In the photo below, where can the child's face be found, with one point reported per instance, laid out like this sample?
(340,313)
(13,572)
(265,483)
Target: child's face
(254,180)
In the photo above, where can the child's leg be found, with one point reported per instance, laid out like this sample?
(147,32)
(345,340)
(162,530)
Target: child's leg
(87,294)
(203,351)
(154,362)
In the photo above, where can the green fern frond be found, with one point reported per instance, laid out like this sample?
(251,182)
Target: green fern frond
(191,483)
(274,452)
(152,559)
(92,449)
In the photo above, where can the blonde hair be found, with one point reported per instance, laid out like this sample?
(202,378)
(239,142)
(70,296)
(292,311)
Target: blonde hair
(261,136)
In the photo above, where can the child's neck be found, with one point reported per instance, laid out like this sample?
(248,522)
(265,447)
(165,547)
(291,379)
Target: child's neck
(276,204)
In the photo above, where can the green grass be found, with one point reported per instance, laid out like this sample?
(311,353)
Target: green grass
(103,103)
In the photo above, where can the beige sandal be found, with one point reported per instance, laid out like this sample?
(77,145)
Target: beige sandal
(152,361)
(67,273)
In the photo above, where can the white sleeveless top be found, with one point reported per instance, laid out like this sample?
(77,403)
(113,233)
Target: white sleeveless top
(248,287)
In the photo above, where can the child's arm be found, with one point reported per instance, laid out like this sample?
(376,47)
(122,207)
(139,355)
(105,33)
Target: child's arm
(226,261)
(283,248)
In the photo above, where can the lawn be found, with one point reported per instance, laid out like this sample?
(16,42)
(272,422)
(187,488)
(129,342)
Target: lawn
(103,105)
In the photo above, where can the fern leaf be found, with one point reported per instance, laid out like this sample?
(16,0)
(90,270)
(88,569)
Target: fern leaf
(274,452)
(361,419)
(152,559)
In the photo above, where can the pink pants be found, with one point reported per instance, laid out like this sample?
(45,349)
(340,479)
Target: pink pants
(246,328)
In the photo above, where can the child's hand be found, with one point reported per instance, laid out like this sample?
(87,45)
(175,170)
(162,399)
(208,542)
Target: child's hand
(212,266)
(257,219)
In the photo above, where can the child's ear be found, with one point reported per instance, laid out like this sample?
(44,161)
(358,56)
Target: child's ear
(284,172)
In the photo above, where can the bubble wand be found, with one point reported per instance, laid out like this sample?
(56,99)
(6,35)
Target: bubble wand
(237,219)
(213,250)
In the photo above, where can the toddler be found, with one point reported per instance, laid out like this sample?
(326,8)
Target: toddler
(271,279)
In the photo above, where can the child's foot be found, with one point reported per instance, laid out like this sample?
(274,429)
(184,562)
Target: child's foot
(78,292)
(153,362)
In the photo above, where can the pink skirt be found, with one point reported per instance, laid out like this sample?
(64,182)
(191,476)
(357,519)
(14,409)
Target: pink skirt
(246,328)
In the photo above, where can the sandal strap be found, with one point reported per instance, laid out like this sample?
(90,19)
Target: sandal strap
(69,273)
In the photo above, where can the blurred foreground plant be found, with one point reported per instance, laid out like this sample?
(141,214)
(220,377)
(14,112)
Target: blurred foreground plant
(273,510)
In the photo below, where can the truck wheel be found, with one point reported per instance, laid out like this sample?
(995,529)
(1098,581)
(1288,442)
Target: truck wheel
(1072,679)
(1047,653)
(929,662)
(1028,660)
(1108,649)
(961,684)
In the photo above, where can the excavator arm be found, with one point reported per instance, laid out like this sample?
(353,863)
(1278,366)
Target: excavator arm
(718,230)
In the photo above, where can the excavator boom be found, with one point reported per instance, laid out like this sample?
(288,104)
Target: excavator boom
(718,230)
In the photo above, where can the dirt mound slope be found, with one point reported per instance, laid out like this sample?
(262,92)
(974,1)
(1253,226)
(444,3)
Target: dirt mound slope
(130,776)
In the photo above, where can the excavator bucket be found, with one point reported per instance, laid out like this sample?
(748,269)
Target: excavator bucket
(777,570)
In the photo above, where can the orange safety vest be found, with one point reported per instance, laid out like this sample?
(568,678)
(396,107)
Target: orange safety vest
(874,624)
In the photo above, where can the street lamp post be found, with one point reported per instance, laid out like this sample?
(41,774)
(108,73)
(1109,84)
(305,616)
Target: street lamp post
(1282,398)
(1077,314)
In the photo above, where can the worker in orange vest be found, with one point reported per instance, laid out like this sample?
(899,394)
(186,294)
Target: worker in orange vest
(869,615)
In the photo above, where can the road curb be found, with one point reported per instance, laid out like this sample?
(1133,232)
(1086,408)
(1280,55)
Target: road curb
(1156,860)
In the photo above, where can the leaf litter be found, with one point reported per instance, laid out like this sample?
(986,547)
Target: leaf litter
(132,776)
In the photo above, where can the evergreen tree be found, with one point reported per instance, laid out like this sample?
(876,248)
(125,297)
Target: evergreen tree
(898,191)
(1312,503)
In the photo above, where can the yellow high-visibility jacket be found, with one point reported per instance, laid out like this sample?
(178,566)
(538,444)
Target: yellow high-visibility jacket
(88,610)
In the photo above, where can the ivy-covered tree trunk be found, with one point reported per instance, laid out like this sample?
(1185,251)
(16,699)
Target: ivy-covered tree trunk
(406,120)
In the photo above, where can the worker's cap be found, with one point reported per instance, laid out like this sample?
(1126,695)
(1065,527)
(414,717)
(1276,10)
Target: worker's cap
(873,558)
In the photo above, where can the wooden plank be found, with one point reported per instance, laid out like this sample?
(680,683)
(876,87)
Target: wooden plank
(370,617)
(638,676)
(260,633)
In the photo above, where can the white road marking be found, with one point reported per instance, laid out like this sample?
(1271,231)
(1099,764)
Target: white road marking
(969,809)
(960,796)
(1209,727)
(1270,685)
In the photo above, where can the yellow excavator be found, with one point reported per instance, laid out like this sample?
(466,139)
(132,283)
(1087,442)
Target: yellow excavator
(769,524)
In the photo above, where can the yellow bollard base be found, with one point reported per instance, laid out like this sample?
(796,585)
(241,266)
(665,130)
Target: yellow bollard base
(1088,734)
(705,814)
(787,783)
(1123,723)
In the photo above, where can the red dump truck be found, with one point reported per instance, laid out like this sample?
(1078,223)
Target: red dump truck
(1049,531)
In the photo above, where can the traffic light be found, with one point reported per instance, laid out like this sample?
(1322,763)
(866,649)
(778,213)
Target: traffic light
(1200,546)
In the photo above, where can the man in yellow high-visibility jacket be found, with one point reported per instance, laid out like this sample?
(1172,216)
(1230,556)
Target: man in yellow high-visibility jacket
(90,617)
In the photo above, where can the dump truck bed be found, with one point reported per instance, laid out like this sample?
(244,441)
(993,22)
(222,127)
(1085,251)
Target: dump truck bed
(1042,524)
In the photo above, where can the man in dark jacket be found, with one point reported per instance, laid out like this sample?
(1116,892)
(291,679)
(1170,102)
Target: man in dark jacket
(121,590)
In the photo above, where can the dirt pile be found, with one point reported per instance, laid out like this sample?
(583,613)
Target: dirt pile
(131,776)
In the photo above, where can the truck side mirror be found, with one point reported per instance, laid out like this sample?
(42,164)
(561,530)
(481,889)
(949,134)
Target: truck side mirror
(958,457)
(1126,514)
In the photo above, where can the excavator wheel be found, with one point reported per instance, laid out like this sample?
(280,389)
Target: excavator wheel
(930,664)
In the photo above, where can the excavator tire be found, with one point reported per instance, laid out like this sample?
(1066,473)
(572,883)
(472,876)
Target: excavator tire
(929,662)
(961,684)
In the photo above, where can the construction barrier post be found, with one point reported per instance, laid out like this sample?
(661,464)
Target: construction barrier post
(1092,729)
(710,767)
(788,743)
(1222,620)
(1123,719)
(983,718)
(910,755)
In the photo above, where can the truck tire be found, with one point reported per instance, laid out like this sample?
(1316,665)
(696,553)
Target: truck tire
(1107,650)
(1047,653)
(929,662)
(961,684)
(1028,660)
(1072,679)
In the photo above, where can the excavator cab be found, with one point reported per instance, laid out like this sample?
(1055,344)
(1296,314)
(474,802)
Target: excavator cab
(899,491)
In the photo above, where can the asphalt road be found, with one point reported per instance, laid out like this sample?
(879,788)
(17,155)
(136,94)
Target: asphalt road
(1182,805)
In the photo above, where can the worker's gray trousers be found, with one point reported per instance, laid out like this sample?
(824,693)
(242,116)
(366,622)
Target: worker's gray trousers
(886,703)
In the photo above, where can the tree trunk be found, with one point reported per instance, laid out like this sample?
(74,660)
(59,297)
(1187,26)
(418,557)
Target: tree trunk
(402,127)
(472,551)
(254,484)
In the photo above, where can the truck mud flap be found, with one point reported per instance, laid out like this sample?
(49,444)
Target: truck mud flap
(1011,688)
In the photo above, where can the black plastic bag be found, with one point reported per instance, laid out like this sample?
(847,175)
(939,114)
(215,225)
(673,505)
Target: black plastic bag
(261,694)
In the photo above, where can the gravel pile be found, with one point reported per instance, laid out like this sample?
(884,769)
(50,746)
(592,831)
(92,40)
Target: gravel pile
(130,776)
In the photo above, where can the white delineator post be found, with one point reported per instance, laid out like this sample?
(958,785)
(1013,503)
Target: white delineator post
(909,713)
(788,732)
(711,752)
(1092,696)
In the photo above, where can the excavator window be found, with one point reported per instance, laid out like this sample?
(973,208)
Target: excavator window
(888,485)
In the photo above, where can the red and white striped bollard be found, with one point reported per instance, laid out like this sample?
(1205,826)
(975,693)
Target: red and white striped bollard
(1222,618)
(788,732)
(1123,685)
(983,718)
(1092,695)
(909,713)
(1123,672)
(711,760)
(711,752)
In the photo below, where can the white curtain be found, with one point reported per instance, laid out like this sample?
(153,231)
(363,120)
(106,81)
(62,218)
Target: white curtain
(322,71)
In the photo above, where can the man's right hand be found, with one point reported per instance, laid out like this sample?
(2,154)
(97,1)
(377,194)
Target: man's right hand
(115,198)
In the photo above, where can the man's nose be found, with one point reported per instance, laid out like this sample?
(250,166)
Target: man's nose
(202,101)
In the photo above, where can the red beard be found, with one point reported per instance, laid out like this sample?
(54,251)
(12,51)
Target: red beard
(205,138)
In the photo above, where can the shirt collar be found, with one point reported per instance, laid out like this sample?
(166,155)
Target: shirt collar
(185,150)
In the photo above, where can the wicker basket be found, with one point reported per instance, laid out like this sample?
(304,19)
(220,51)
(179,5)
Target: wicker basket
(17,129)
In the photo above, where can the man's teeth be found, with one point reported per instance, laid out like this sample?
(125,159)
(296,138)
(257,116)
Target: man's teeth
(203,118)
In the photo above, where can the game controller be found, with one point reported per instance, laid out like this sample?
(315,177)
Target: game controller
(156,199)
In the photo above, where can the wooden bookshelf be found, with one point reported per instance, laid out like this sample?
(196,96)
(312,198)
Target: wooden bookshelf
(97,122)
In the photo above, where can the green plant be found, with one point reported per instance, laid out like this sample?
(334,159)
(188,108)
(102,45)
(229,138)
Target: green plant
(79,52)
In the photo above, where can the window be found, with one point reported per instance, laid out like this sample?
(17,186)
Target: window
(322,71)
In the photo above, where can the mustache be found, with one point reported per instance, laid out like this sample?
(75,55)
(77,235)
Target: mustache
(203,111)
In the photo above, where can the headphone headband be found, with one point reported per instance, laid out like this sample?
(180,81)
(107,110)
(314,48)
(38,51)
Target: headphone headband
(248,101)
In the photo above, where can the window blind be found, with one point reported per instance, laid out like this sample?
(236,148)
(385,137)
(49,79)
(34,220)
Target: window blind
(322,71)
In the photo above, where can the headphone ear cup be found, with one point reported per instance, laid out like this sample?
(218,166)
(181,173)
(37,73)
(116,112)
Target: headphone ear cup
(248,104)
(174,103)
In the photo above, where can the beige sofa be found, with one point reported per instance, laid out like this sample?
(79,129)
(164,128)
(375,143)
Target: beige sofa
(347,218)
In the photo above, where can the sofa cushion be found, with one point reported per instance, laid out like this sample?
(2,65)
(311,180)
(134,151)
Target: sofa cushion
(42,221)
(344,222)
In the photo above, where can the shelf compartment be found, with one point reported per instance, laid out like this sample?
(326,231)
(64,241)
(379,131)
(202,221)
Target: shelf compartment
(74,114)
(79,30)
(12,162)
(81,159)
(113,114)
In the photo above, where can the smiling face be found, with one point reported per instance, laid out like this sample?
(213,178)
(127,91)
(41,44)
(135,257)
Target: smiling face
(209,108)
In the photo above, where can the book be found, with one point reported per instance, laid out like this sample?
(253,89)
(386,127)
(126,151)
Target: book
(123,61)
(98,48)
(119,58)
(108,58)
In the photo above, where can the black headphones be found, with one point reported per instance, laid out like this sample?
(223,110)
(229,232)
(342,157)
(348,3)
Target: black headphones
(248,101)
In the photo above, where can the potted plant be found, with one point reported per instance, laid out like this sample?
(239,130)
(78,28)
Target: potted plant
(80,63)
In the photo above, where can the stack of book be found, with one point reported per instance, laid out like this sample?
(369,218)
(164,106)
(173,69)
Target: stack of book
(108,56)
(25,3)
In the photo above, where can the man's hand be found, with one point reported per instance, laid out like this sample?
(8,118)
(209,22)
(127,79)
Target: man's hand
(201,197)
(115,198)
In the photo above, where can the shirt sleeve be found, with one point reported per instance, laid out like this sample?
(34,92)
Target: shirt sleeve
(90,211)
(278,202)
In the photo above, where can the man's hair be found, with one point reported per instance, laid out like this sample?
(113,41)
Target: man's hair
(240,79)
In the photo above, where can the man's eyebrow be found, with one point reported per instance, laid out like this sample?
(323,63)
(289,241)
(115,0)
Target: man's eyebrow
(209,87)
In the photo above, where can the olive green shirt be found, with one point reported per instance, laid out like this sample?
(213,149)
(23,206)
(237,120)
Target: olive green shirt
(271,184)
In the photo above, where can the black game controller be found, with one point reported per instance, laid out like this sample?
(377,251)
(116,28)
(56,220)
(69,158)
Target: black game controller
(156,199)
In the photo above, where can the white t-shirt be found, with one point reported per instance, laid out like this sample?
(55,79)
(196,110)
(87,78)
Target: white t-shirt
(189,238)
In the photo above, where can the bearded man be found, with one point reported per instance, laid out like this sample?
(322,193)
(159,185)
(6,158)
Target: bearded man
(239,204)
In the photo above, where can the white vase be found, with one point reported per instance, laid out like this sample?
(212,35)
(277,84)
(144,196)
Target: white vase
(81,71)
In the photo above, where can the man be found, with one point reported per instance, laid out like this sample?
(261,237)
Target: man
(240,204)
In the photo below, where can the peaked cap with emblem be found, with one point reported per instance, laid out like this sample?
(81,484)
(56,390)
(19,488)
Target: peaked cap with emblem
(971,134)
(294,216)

What you are asked to do:
Rescale the answer coordinates in the records, from the line containing "In the photo above, where can the man be" through the end of the records, inclusive. Rewrite every line in that span. Multiply each answer coordinate by 2.5 and round to the nearest whole number, with halves rounded up. Copy all other lines unchanged, including their numbers.

Output for this task:
In the photo above, where can the man be found, with one point reported per instance, laid out like this sample?
(261,237)
Target: man
(600,510)
In the photo below, where can the peaked cap with emblem be found, with one point reported per instance, laid out like this sample?
(81,484)
(56,390)
(19,488)
Target: peaked cap with emblem
(2428,335)
(735,540)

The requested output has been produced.